Tugas Latihan
a: Ubah paragraf dalam teks tentang tadrij di bawah yang diawali "Secara lugawi tadrij" menjadi daftar butir yang lebih ringkas tanpa menghilangkan fakta pokoknya.
b: Jawab pertanyaan berikut berdasarkan teks tentang tadrij di bawah.
(i) Siapa yang menerjemahkan tadrij dengan "gradual"?
(ii) Asumsi apa yang menjadi landasan teori ini?
(iii) Melalui latihan apa saja keterampilan motorik tertentu baru akan sempurna?

Teks Bacaan
|---|
Secara lugawi tadrij berasal dari kata tadarraja artinya naik/maju/meningkat secara berangsur-angsur, sedikit demi sedikit. Ibnu Khaldun menggunakan kata tadrij bukan hanya meningkat sedikit demi sedikit tapi juga kualitas. Frans Rosenthal menerjemahkan tadrij dengan gradual ( istilah Inggris).[16] Menurut teori ini belajar yang efektif dilakukan dengan cara berangsur-angsur, setahap demi setahap dan terus menerus. Teori ini dibangaun berlandaskan asumsi, bahwa kemampuan manusia terbatas. Proses belajar harus bertahap memulai dari mengerti masalah-masalah yang paling sederhana dan mudah, kemudian meningkat perlahan mengerti dan menguasai hal-hal yang agak kompleks, kemudian lebih kompleks, sangat kompleks dan seterusnya. Berdasarkan sifat jiwa inilah maka pencapaian makalah ketrampilan motorik tertentu baru akan sempurna melalui latihan tadrij( bertahap) dan ittisal (berkesinambungan).
|---|
Bahan Tersedia
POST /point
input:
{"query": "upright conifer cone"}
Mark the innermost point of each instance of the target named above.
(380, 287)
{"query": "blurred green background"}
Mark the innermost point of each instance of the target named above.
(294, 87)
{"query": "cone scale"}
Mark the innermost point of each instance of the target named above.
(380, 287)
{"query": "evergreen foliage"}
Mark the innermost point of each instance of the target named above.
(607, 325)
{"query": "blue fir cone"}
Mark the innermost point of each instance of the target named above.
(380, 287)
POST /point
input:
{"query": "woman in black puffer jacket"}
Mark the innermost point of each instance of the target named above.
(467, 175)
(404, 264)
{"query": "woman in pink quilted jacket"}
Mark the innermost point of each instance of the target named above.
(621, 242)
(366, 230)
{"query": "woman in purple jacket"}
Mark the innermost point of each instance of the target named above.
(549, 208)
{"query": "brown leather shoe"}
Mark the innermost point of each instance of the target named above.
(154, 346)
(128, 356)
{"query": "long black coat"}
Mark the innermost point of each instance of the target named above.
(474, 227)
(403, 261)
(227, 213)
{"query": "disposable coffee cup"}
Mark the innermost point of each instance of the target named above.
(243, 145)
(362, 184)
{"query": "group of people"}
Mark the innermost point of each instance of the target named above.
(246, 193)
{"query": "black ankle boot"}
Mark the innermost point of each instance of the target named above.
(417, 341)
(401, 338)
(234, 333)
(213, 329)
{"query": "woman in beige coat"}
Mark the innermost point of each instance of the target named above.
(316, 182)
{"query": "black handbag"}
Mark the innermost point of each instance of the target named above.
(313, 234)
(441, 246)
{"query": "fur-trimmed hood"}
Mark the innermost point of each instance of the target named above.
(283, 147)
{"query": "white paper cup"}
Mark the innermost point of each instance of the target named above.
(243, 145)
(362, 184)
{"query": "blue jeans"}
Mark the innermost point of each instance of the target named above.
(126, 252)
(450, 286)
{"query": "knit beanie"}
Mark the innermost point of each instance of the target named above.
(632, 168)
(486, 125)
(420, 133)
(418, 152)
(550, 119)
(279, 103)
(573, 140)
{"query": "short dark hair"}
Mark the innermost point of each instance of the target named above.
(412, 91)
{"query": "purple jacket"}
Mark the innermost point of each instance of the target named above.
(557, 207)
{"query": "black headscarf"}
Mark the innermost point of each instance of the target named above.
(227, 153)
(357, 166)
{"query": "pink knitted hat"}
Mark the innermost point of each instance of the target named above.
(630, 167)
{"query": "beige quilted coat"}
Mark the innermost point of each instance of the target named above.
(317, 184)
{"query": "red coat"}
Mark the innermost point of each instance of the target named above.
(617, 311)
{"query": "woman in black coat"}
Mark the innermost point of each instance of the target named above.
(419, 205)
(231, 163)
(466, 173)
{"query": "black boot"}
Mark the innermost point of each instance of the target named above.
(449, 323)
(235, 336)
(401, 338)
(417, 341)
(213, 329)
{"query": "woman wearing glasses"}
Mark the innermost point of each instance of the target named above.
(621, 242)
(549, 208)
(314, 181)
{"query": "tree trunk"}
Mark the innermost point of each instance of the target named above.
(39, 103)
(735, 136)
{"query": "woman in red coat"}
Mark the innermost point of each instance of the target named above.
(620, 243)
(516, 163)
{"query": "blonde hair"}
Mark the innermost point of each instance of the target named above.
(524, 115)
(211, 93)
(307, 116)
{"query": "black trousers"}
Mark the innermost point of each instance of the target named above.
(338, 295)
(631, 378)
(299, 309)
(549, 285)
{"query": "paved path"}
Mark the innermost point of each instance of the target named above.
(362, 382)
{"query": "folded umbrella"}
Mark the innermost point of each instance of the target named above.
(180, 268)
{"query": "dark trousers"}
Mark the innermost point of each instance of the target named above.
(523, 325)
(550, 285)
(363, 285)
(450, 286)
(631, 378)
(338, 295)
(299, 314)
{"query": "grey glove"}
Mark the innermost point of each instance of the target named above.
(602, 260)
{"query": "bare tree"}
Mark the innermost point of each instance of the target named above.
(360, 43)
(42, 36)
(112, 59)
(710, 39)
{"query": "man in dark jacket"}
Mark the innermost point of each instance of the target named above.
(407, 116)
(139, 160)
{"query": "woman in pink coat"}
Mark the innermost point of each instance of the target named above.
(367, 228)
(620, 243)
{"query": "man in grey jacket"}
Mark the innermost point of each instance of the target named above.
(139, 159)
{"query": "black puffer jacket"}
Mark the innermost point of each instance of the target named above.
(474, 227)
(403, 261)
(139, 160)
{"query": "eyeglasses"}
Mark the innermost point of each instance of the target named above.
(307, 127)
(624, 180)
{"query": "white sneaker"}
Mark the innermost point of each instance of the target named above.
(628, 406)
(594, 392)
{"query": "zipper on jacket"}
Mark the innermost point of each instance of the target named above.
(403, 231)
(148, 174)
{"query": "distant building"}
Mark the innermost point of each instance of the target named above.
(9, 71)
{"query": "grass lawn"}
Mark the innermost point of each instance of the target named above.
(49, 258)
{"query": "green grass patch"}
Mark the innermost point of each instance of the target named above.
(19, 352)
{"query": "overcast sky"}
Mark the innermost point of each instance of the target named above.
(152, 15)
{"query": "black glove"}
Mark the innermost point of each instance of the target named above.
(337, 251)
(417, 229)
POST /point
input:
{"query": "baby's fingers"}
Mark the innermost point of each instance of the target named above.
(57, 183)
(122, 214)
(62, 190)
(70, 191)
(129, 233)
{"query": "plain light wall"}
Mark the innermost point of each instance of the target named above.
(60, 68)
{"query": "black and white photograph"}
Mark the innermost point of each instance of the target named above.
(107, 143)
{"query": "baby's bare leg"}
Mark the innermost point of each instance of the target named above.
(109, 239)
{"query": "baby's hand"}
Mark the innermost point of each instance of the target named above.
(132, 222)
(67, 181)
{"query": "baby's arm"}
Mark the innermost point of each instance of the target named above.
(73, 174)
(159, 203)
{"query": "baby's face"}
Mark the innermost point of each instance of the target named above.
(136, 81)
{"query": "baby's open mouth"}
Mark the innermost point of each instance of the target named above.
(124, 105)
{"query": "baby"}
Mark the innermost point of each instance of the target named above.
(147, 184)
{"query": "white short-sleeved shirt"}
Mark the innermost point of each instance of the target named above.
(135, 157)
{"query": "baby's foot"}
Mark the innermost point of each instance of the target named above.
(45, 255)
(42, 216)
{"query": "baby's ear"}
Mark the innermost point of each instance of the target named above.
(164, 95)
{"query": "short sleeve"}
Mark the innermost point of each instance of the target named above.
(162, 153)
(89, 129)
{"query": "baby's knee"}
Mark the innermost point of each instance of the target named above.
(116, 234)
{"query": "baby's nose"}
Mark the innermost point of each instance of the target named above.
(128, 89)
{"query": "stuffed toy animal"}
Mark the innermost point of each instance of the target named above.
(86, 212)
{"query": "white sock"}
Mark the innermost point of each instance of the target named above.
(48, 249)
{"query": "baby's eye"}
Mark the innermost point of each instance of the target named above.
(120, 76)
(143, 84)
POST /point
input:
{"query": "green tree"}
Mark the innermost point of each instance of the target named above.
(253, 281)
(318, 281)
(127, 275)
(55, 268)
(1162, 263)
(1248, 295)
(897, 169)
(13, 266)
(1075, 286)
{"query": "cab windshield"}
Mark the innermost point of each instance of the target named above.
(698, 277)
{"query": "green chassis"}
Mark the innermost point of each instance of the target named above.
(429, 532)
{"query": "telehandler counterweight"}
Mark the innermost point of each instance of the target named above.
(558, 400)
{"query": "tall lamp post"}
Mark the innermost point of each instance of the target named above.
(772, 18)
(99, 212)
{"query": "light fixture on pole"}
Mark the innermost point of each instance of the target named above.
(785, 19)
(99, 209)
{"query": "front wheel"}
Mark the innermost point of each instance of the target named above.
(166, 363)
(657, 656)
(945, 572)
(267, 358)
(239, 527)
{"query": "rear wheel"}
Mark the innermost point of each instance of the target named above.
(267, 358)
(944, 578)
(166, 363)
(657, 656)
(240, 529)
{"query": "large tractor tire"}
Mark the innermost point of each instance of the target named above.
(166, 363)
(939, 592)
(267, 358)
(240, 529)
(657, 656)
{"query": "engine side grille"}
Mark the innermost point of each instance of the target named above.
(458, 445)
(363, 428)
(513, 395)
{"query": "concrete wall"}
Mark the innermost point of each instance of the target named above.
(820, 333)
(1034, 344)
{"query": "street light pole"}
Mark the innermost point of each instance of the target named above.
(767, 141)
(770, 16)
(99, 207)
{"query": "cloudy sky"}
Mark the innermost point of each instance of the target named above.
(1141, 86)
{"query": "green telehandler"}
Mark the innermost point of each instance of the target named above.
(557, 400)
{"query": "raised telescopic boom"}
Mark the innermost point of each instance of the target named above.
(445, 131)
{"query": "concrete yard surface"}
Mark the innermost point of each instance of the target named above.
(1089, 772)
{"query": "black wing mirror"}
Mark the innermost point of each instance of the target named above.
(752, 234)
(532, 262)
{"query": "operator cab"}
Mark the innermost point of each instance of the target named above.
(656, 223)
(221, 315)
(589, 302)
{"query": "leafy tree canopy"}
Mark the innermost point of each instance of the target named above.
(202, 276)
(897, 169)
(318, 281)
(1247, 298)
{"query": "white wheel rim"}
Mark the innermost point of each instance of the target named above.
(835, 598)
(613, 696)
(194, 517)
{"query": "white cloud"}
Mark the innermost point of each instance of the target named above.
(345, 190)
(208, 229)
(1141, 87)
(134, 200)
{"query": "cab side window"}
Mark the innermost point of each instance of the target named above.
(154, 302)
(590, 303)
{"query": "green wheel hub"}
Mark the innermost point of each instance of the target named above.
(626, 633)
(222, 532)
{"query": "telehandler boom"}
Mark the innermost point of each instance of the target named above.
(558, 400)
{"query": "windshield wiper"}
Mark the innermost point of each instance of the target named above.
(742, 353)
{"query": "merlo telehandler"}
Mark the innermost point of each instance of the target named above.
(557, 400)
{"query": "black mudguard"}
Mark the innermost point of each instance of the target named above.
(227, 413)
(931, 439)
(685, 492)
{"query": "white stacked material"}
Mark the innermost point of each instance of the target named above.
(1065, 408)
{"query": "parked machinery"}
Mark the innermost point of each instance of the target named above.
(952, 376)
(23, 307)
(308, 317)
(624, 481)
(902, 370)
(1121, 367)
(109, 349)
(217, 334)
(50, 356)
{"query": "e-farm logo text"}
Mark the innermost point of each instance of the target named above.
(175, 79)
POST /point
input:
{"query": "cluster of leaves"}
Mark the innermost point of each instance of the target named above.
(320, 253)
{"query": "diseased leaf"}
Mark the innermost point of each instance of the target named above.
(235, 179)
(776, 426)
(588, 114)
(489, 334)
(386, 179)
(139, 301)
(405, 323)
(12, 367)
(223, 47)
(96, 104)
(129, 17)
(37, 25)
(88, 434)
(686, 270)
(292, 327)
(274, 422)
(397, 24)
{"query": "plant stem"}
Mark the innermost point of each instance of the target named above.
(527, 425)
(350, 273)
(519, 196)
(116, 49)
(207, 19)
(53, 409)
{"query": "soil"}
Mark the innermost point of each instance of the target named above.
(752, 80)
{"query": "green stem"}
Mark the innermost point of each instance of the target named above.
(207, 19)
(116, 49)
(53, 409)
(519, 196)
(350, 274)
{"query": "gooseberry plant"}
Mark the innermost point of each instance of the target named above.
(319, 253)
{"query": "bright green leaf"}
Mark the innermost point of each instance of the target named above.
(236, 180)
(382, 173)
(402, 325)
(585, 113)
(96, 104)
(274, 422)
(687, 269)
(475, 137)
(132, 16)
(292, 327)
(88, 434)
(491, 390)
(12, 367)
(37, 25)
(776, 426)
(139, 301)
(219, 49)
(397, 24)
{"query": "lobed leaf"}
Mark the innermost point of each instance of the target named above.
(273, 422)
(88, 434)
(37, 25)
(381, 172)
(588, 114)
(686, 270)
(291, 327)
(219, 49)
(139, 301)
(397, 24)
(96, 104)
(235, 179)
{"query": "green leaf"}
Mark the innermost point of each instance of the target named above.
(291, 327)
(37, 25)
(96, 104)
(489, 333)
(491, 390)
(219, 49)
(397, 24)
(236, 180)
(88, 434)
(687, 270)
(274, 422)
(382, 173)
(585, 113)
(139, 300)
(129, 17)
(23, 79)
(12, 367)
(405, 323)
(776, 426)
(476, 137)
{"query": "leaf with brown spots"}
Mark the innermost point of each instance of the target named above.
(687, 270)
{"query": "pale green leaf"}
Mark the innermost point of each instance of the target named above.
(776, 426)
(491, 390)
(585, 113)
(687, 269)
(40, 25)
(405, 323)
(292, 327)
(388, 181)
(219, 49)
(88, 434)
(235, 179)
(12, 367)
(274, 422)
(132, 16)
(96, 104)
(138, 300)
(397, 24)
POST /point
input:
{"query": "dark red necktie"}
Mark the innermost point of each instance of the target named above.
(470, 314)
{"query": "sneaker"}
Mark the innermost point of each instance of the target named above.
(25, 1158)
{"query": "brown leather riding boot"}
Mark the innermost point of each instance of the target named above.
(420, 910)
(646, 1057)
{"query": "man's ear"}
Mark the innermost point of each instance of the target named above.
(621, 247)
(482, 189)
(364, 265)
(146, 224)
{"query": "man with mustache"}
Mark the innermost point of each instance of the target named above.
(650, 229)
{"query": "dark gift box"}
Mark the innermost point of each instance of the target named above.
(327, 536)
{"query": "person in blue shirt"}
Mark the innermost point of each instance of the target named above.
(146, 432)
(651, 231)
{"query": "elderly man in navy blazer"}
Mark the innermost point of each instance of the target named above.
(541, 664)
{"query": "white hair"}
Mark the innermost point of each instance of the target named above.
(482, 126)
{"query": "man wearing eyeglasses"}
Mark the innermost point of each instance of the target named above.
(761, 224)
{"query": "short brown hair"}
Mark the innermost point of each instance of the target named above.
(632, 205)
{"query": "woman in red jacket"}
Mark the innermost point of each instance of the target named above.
|---|
Jawaban Latihan
a:
- Secara bahasa, tadrij berasal dari kata tadarraja, artinya naik, maju, atau meningkat secara berangsur-angsur.
- Ibnu Khaldun memakai kata tadrij untuk peningkatan sedikit demi sedikit sekaligus peningkatan kualitas.
- Frans Rosenthal menerjemahkan tadrij dengan istilah Inggris "gradual".
- Menurut teori ini, belajar efektif berlangsung berangsur-angsur, setahap demi setahap, dan terus-menerus.
- Teori ini berlandaskan asumsi bahwa kemampuan manusia terbatas.
- Belajar dimulai dari hal paling sederhana dan mudah, lalu meningkat perlahan ke hal yang agak kompleks, lebih kompleks, sangat kompleks, dan seterusnya.
- Keterampilan motorik tertentu baru sempurna melalui latihan tadrij (bertahap) dan ittisal (berkesinambungan).

b:
(i) Frans Rosenthal.
(ii) Kemampuan manusia terbatas.
(iii) Latihan tadrij (bertahap) dan ittisal (berkesinambungan).